[EXERCISE GOAL]
Rewrite each line of the items below as one string in a JSON list, leaving out blank lines and the pictures.

[SOURCE MATERIAL]
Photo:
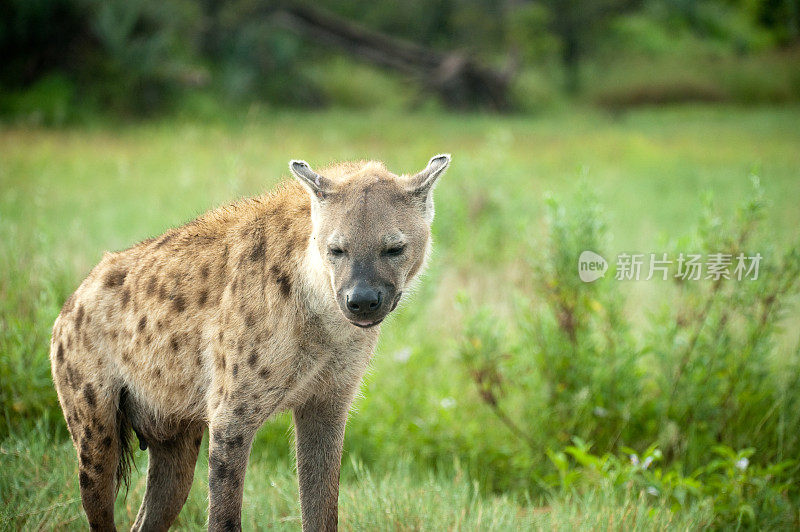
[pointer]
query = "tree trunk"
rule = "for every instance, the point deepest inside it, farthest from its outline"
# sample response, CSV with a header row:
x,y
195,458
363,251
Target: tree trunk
x,y
460,80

[SOLUTION FOR THIS EXERCISE]
[
  "Photo:",
  "[pointer]",
  "query = \"tree trunk\"",
  "rule = \"for every instance, the point deepest inside it, farthest from its outline\"",
  "# sample response, CSV with a header row:",
  "x,y",
  "195,458",
  "363,251",
  "Target: tree trunk",
  "x,y",
  "460,80"
]